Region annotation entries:
☆ ☆ ☆ ☆ ☆

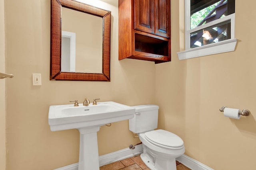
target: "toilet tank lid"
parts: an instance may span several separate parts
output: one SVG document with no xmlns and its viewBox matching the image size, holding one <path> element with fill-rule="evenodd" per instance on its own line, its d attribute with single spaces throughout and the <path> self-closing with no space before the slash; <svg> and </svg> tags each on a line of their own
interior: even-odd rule
<svg viewBox="0 0 256 170">
<path fill-rule="evenodd" d="M 134 106 L 132 106 L 135 108 L 135 112 L 156 110 L 159 109 L 159 106 L 154 104 Z"/>
</svg>

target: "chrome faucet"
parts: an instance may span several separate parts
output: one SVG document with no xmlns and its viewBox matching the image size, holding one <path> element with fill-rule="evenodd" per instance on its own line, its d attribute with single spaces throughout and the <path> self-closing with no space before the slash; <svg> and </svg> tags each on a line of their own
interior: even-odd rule
<svg viewBox="0 0 256 170">
<path fill-rule="evenodd" d="M 86 98 L 84 98 L 84 104 L 83 104 L 83 105 L 84 106 L 88 106 L 89 105 L 89 104 L 90 104 L 90 100 L 89 100 L 87 99 Z"/>
<path fill-rule="evenodd" d="M 92 104 L 93 105 L 96 105 L 97 104 L 97 102 L 96 102 L 96 100 L 99 100 L 100 99 L 94 99 L 93 100 L 93 103 L 92 103 Z"/>
</svg>

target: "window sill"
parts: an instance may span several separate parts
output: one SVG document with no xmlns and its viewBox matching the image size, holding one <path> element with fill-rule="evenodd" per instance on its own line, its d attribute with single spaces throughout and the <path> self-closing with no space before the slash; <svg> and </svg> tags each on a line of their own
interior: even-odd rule
<svg viewBox="0 0 256 170">
<path fill-rule="evenodd" d="M 180 60 L 235 50 L 237 39 L 230 39 L 177 53 Z"/>
</svg>

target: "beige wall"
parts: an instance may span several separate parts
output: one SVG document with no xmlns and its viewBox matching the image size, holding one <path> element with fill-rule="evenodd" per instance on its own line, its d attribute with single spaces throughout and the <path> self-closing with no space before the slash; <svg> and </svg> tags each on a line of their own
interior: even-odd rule
<svg viewBox="0 0 256 170">
<path fill-rule="evenodd" d="M 5 72 L 4 3 L 0 0 L 0 72 Z M 6 168 L 5 79 L 0 79 L 0 169 Z"/>
<path fill-rule="evenodd" d="M 50 105 L 82 103 L 85 97 L 129 106 L 154 104 L 154 64 L 118 60 L 118 1 L 105 8 L 112 16 L 110 82 L 50 81 L 50 1 L 5 3 L 7 71 L 15 76 L 6 86 L 7 170 L 51 170 L 78 162 L 78 131 L 51 131 Z M 32 73 L 42 74 L 42 86 L 32 86 Z M 100 155 L 139 142 L 128 121 L 102 127 L 98 136 Z"/>
<path fill-rule="evenodd" d="M 184 46 L 184 25 L 179 26 L 184 18 L 179 21 L 177 14 L 179 8 L 183 14 L 183 7 L 179 3 L 172 1 L 172 61 L 156 66 L 160 126 L 182 138 L 185 154 L 214 169 L 254 169 L 256 2 L 236 1 L 234 51 L 186 61 L 179 61 L 176 54 Z M 247 108 L 252 114 L 240 120 L 226 117 L 219 111 L 224 105 Z"/>
<path fill-rule="evenodd" d="M 183 1 L 172 1 L 172 61 L 155 65 L 118 60 L 117 1 L 105 8 L 112 14 L 111 81 L 92 82 L 49 80 L 50 1 L 5 1 L 6 72 L 15 76 L 6 80 L 7 169 L 50 170 L 78 162 L 78 131 L 51 132 L 48 109 L 70 100 L 81 103 L 85 97 L 158 104 L 158 127 L 182 137 L 187 155 L 216 170 L 256 167 L 256 2 L 236 2 L 235 51 L 180 61 L 176 52 L 184 47 L 184 21 L 177 14 L 183 14 Z M 42 86 L 32 86 L 32 73 L 42 74 Z M 252 114 L 225 117 L 219 111 L 224 105 Z M 104 126 L 98 135 L 100 155 L 138 142 L 128 121 Z"/>
</svg>

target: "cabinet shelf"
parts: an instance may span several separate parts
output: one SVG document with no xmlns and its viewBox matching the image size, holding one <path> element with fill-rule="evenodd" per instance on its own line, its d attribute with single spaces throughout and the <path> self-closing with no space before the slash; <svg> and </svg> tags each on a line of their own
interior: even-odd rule
<svg viewBox="0 0 256 170">
<path fill-rule="evenodd" d="M 140 0 L 119 0 L 119 59 L 133 59 L 154 61 L 156 64 L 170 61 L 170 0 L 146 0 L 143 3 L 140 3 Z M 161 8 L 159 7 L 160 2 L 166 5 L 161 6 Z M 147 5 L 144 8 L 138 4 Z M 152 12 L 152 10 L 146 9 L 156 8 L 154 12 L 150 14 L 150 20 L 147 12 Z M 165 14 L 159 15 L 162 11 Z M 138 16 L 138 14 L 143 14 Z M 144 19 L 144 16 L 146 19 Z M 159 16 L 164 18 L 157 18 Z M 145 23 L 145 21 L 150 20 L 146 24 L 142 23 L 138 27 L 140 23 Z M 157 21 L 159 20 L 165 21 L 156 26 L 156 23 L 159 23 Z M 136 26 L 134 23 L 137 23 Z M 151 28 L 143 30 L 143 25 L 149 25 L 147 28 L 151 27 Z M 160 27 L 166 30 L 165 34 L 159 35 L 160 29 L 158 28 Z"/>
</svg>

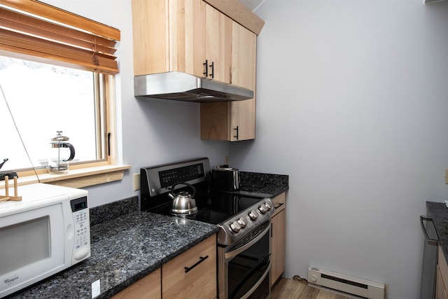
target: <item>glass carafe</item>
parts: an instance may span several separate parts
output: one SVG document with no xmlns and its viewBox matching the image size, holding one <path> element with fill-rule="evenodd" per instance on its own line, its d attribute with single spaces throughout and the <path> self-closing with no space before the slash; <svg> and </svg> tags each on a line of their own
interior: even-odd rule
<svg viewBox="0 0 448 299">
<path fill-rule="evenodd" d="M 48 172 L 50 174 L 63 174 L 69 171 L 69 163 L 75 157 L 75 148 L 66 142 L 69 138 L 62 136 L 62 131 L 56 131 L 57 134 L 50 143 L 51 152 L 48 158 Z"/>
</svg>

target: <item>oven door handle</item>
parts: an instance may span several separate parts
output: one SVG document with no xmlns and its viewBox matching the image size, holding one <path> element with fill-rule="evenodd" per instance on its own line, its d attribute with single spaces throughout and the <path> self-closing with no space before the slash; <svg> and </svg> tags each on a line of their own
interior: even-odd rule
<svg viewBox="0 0 448 299">
<path fill-rule="evenodd" d="M 266 278 L 266 276 L 269 275 L 270 270 L 271 270 L 271 263 L 270 262 L 269 266 L 267 266 L 267 269 L 266 269 L 266 271 L 265 271 L 265 273 L 263 273 L 263 275 L 260 278 L 260 279 L 258 279 L 258 281 L 257 281 L 257 283 L 253 286 L 252 286 L 252 288 L 251 288 L 251 289 L 247 293 L 246 293 L 244 295 L 243 295 L 241 297 L 241 299 L 246 299 L 251 295 L 252 295 L 252 293 L 255 292 L 257 288 L 258 288 L 258 286 L 260 286 L 260 285 L 263 282 L 263 281 Z"/>
<path fill-rule="evenodd" d="M 230 252 L 226 252 L 225 253 L 224 253 L 224 258 L 225 258 L 225 260 L 231 260 L 234 257 L 237 256 L 238 254 L 241 253 L 241 252 L 243 252 L 244 251 L 245 251 L 246 249 L 247 249 L 248 248 L 251 247 L 252 245 L 253 245 L 254 244 L 258 242 L 258 240 L 260 240 L 260 239 L 261 239 L 265 235 L 265 233 L 269 232 L 269 230 L 270 228 L 271 228 L 271 223 L 270 223 L 266 226 L 266 228 L 262 232 L 258 234 L 258 235 L 257 237 L 255 237 L 254 239 L 251 240 L 251 242 L 249 242 L 248 243 L 247 243 L 244 246 L 238 248 L 237 249 L 235 249 L 235 250 L 232 251 Z"/>
</svg>

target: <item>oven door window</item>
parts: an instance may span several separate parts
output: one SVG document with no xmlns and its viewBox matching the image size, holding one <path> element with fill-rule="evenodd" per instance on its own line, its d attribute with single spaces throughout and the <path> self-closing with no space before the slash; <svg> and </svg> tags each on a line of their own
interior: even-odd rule
<svg viewBox="0 0 448 299">
<path fill-rule="evenodd" d="M 228 262 L 229 298 L 240 298 L 255 286 L 269 269 L 269 230 L 256 243 Z M 250 297 L 265 298 L 269 295 L 269 274 Z"/>
</svg>

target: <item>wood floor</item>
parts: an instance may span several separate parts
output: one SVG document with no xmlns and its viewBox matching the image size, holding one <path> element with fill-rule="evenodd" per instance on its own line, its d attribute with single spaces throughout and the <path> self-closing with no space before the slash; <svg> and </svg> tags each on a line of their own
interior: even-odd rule
<svg viewBox="0 0 448 299">
<path fill-rule="evenodd" d="M 308 286 L 307 281 L 298 277 L 281 278 L 271 291 L 272 299 L 349 299 L 318 288 Z"/>
</svg>

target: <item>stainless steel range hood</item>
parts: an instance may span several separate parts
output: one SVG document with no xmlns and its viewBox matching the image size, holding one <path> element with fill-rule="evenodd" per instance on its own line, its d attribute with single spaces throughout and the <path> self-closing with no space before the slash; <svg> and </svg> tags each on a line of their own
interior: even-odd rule
<svg viewBox="0 0 448 299">
<path fill-rule="evenodd" d="M 178 71 L 136 76 L 134 95 L 188 102 L 241 101 L 253 97 L 253 91 L 216 80 Z"/>
</svg>

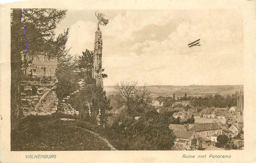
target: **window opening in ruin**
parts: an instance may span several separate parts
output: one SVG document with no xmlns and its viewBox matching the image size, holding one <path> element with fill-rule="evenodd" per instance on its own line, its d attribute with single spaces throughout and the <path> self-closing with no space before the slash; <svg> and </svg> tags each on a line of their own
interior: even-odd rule
<svg viewBox="0 0 256 163">
<path fill-rule="evenodd" d="M 37 88 L 35 87 L 32 88 L 32 94 L 33 95 L 36 95 L 37 93 Z"/>
</svg>

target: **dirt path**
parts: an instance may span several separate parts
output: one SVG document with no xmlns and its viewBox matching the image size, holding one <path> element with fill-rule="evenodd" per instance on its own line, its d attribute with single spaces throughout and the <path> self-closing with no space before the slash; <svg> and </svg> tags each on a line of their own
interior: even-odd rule
<svg viewBox="0 0 256 163">
<path fill-rule="evenodd" d="M 94 135 L 96 135 L 100 139 L 102 140 L 102 141 L 108 145 L 108 147 L 109 147 L 111 150 L 117 150 L 116 148 L 115 148 L 114 147 L 114 146 L 113 146 L 113 145 L 112 144 L 111 144 L 110 143 L 109 143 L 109 142 L 108 141 L 108 140 L 107 140 L 106 139 L 101 136 L 100 135 L 100 134 L 97 134 L 97 133 L 96 133 L 96 132 L 94 132 L 90 130 L 88 130 L 85 128 L 82 128 L 81 127 L 78 127 L 77 126 L 73 126 L 69 125 L 66 124 L 63 124 L 63 125 L 69 126 L 70 126 L 73 127 L 74 127 L 75 128 L 80 128 L 84 130 L 85 130 L 87 132 L 89 132 L 91 134 L 93 134 Z"/>
</svg>

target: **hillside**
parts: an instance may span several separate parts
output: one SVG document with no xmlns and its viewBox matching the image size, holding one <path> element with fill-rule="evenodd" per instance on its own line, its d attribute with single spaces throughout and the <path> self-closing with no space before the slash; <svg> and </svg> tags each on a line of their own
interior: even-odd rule
<svg viewBox="0 0 256 163">
<path fill-rule="evenodd" d="M 114 92 L 113 86 L 104 86 L 104 89 L 108 96 L 113 94 Z M 176 97 L 183 96 L 185 93 L 187 95 L 197 96 L 214 95 L 216 93 L 222 96 L 232 94 L 236 91 L 243 89 L 243 86 L 234 85 L 191 85 L 189 86 L 174 86 L 171 85 L 152 85 L 149 86 L 154 97 L 159 96 L 172 95 L 174 93 Z"/>
</svg>

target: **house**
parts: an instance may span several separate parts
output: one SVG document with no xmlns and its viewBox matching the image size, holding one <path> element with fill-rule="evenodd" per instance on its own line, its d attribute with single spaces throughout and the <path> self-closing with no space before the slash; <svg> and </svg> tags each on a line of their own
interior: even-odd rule
<svg viewBox="0 0 256 163">
<path fill-rule="evenodd" d="M 228 128 L 228 130 L 231 131 L 234 134 L 238 135 L 241 129 L 239 128 L 236 124 L 234 124 L 230 126 L 230 127 Z"/>
<path fill-rule="evenodd" d="M 191 103 L 188 101 L 178 101 L 172 104 L 171 106 L 173 107 L 175 105 L 177 105 L 179 104 L 181 104 L 183 106 L 186 106 L 187 105 L 191 106 Z"/>
<path fill-rule="evenodd" d="M 194 112 L 193 113 L 193 115 L 194 116 L 194 118 L 195 120 L 197 118 L 199 118 L 201 114 L 199 113 Z"/>
<path fill-rule="evenodd" d="M 236 111 L 237 109 L 237 106 L 232 106 L 230 109 L 229 109 L 229 111 Z"/>
<path fill-rule="evenodd" d="M 207 108 L 203 113 L 203 117 L 207 118 L 215 118 L 215 110 L 214 108 Z"/>
<path fill-rule="evenodd" d="M 237 116 L 236 111 L 235 110 L 234 110 L 233 109 L 230 109 L 230 110 L 227 112 L 227 118 L 228 123 L 232 124 L 234 123 L 234 121 L 237 120 Z"/>
<path fill-rule="evenodd" d="M 229 109 L 228 107 L 226 108 L 215 108 L 215 112 L 227 112 Z"/>
<path fill-rule="evenodd" d="M 189 148 L 192 144 L 192 140 L 194 138 L 195 138 L 196 140 L 195 145 L 197 146 L 199 145 L 199 137 L 194 132 L 175 130 L 173 131 L 173 133 L 176 137 L 176 141 L 182 144 L 187 149 Z"/>
<path fill-rule="evenodd" d="M 232 134 L 232 132 L 228 130 L 227 128 L 225 126 L 222 126 L 222 134 L 225 135 L 227 136 L 229 136 Z"/>
<path fill-rule="evenodd" d="M 214 146 L 210 146 L 207 147 L 205 149 L 205 150 L 224 150 L 222 148 L 218 148 L 217 147 Z"/>
<path fill-rule="evenodd" d="M 222 134 L 222 125 L 221 123 L 216 122 L 198 124 L 188 131 L 195 132 L 199 136 L 210 140 L 212 135 Z"/>
<path fill-rule="evenodd" d="M 227 123 L 226 119 L 218 119 L 217 118 L 197 118 L 195 119 L 195 124 L 203 123 L 213 123 L 214 122 L 221 122 L 223 125 Z"/>
<path fill-rule="evenodd" d="M 241 131 L 243 131 L 244 123 L 238 122 L 237 123 L 237 126 L 239 128 L 241 129 Z"/>
<path fill-rule="evenodd" d="M 158 107 L 159 106 L 162 106 L 163 105 L 163 102 L 162 102 L 160 104 L 159 101 L 157 100 L 152 100 L 152 102 L 151 105 L 154 106 Z"/>
<path fill-rule="evenodd" d="M 211 140 L 212 142 L 217 143 L 218 142 L 217 141 L 217 138 L 219 135 L 214 134 L 213 135 L 211 135 Z"/>
<path fill-rule="evenodd" d="M 215 112 L 216 118 L 218 119 L 226 119 L 227 117 L 226 112 L 225 111 Z"/>
<path fill-rule="evenodd" d="M 170 124 L 169 128 L 173 131 L 183 130 L 187 131 L 186 126 L 184 124 Z"/>
<path fill-rule="evenodd" d="M 178 117 L 180 117 L 182 121 L 186 121 L 188 118 L 191 118 L 192 117 L 192 113 L 191 112 L 185 112 L 174 113 L 172 114 L 172 116 L 177 118 Z"/>
</svg>

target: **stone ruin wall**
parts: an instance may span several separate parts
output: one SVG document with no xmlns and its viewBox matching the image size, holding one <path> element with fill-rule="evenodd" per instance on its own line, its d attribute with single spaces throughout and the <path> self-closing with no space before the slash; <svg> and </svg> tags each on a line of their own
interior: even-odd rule
<svg viewBox="0 0 256 163">
<path fill-rule="evenodd" d="M 26 79 L 21 84 L 24 116 L 45 115 L 56 112 L 58 99 L 55 93 L 57 63 L 56 57 L 39 54 L 29 56 L 25 70 Z"/>
<path fill-rule="evenodd" d="M 84 79 L 79 80 L 78 83 L 80 86 L 80 88 L 79 90 L 74 91 L 71 94 L 70 96 L 67 96 L 61 100 L 61 103 L 60 103 L 58 107 L 58 112 L 59 113 L 63 113 L 64 114 L 67 115 L 72 115 L 78 116 L 79 115 L 79 111 L 77 111 L 73 108 L 69 104 L 70 99 L 71 96 L 75 95 L 77 93 L 80 92 L 80 91 L 85 87 L 85 83 Z"/>
<path fill-rule="evenodd" d="M 102 72 L 102 39 L 101 31 L 95 32 L 93 67 L 92 71 L 93 78 L 95 79 L 96 84 L 103 88 Z"/>
</svg>

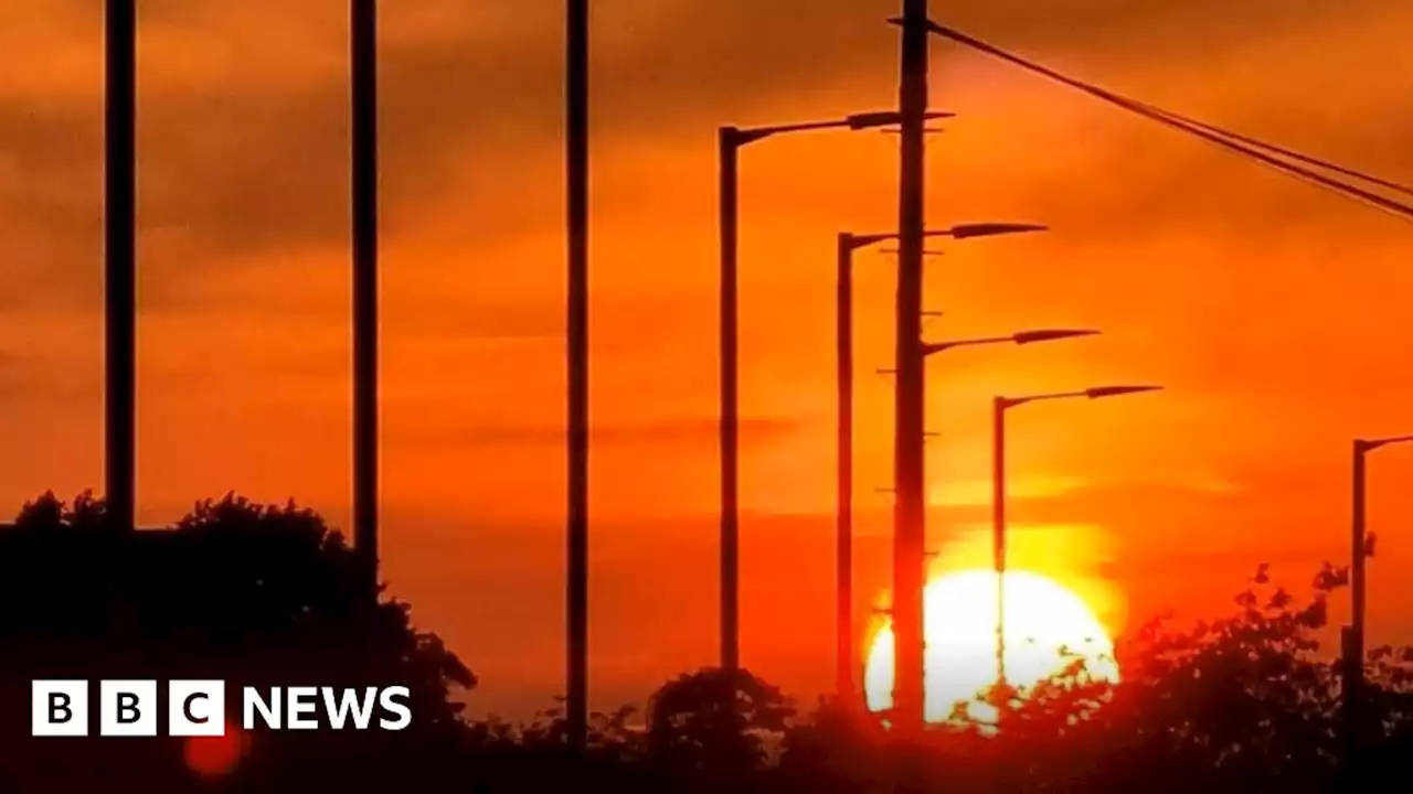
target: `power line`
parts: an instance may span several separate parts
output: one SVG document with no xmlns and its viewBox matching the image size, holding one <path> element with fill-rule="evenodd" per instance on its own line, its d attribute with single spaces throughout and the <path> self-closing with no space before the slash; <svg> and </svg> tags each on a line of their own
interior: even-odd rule
<svg viewBox="0 0 1413 794">
<path fill-rule="evenodd" d="M 1300 162 L 1306 162 L 1308 165 L 1314 165 L 1317 168 L 1323 168 L 1323 170 L 1327 170 L 1327 171 L 1334 171 L 1334 172 L 1338 172 L 1338 174 L 1342 174 L 1342 175 L 1347 175 L 1347 177 L 1352 177 L 1352 178 L 1361 179 L 1364 182 L 1369 182 L 1369 184 L 1379 185 L 1379 186 L 1383 186 L 1383 188 L 1388 188 L 1388 189 L 1393 189 L 1393 191 L 1399 191 L 1399 192 L 1403 192 L 1403 194 L 1407 194 L 1407 195 L 1413 195 L 1413 188 L 1409 188 L 1406 185 L 1393 182 L 1390 179 L 1383 179 L 1383 178 L 1379 178 L 1379 177 L 1372 177 L 1372 175 L 1355 171 L 1352 168 L 1347 168 L 1347 167 L 1342 167 L 1342 165 L 1327 162 L 1324 160 L 1318 160 L 1316 157 L 1300 154 L 1297 151 L 1293 151 L 1293 150 L 1289 150 L 1289 148 L 1284 148 L 1284 147 L 1279 147 L 1279 146 L 1275 146 L 1275 144 L 1269 144 L 1269 143 L 1265 143 L 1265 141 L 1260 141 L 1260 140 L 1256 140 L 1256 138 L 1252 138 L 1252 137 L 1248 137 L 1248 136 L 1241 136 L 1238 133 L 1232 133 L 1232 131 L 1224 130 L 1224 129 L 1212 126 L 1212 124 L 1207 124 L 1207 123 L 1202 123 L 1202 122 L 1197 122 L 1194 119 L 1188 119 L 1186 116 L 1181 116 L 1178 113 L 1173 113 L 1170 110 L 1163 110 L 1161 107 L 1156 107 L 1153 105 L 1147 105 L 1147 103 L 1139 102 L 1136 99 L 1129 99 L 1126 96 L 1113 93 L 1113 92 L 1106 90 L 1106 89 L 1102 89 L 1102 88 L 1095 86 L 1092 83 L 1087 83 L 1084 81 L 1080 81 L 1080 79 L 1075 79 L 1075 78 L 1070 78 L 1070 76 L 1063 75 L 1063 73 L 1060 73 L 1060 72 L 1057 72 L 1054 69 L 1050 69 L 1047 66 L 1036 64 L 1034 61 L 1029 61 L 1029 59 L 1022 58 L 1019 55 L 1015 55 L 1012 52 L 1006 52 L 1005 49 L 1000 49 L 999 47 L 995 47 L 992 44 L 988 44 L 988 42 L 981 41 L 978 38 L 969 37 L 969 35 L 966 35 L 964 32 L 959 32 L 957 30 L 940 25 L 937 23 L 933 23 L 931 30 L 933 30 L 933 32 L 935 32 L 938 35 L 942 35 L 942 37 L 947 37 L 947 38 L 950 38 L 950 40 L 952 40 L 952 41 L 955 41 L 958 44 L 962 44 L 962 45 L 969 47 L 972 49 L 976 49 L 979 52 L 985 52 L 986 55 L 991 55 L 993 58 L 999 58 L 999 59 L 1006 61 L 1006 62 L 1009 62 L 1012 65 L 1020 66 L 1020 68 L 1023 68 L 1023 69 L 1026 69 L 1029 72 L 1041 75 L 1041 76 L 1048 78 L 1048 79 L 1051 79 L 1054 82 L 1058 82 L 1061 85 L 1070 86 L 1070 88 L 1072 88 L 1075 90 L 1081 90 L 1084 93 L 1088 93 L 1089 96 L 1098 97 L 1098 99 L 1101 99 L 1104 102 L 1108 102 L 1109 105 L 1115 105 L 1115 106 L 1118 106 L 1118 107 L 1121 107 L 1123 110 L 1128 110 L 1130 113 L 1136 113 L 1139 116 L 1143 116 L 1143 117 L 1150 119 L 1153 122 L 1157 122 L 1160 124 L 1164 124 L 1164 126 L 1169 126 L 1169 127 L 1186 131 L 1188 134 L 1193 134 L 1195 137 L 1200 137 L 1200 138 L 1202 138 L 1202 140 L 1205 140 L 1205 141 L 1208 141 L 1211 144 L 1215 144 L 1218 147 L 1222 147 L 1222 148 L 1225 148 L 1228 151 L 1234 151 L 1236 154 L 1241 154 L 1242 157 L 1246 157 L 1248 160 L 1252 160 L 1252 161 L 1255 161 L 1255 162 L 1258 162 L 1260 165 L 1265 165 L 1267 168 L 1273 168 L 1273 170 L 1276 170 L 1276 171 L 1279 171 L 1282 174 L 1286 174 L 1287 177 L 1294 177 L 1294 178 L 1301 179 L 1301 181 L 1304 181 L 1307 184 L 1311 184 L 1311 185 L 1316 185 L 1318 188 L 1331 191 L 1331 192 L 1334 192 L 1337 195 L 1341 195 L 1341 196 L 1344 196 L 1347 199 L 1362 202 L 1365 205 L 1373 206 L 1375 209 L 1379 209 L 1382 212 L 1386 212 L 1386 213 L 1393 215 L 1396 218 L 1400 218 L 1403 220 L 1413 222 L 1413 206 L 1410 206 L 1410 205 L 1397 202 L 1397 201 L 1390 199 L 1390 198 L 1388 198 L 1385 195 L 1381 195 L 1381 194 L 1376 194 L 1376 192 L 1359 188 L 1356 185 L 1349 185 L 1347 182 L 1341 182 L 1340 179 L 1335 179 L 1335 178 L 1328 177 L 1325 174 L 1320 174 L 1317 171 L 1311 171 L 1310 168 L 1304 168 L 1304 167 L 1297 165 L 1294 162 L 1287 162 L 1284 160 L 1280 160 L 1280 157 L 1286 157 L 1289 160 L 1296 160 L 1296 161 L 1300 161 Z M 1265 151 L 1262 151 L 1262 150 L 1265 150 Z"/>
</svg>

☆ ☆ ☆ ☆ ☆

Count the lines in the entries above that contain the string "door", and give only the number.

- [RESPONSE TO THE TASK] 2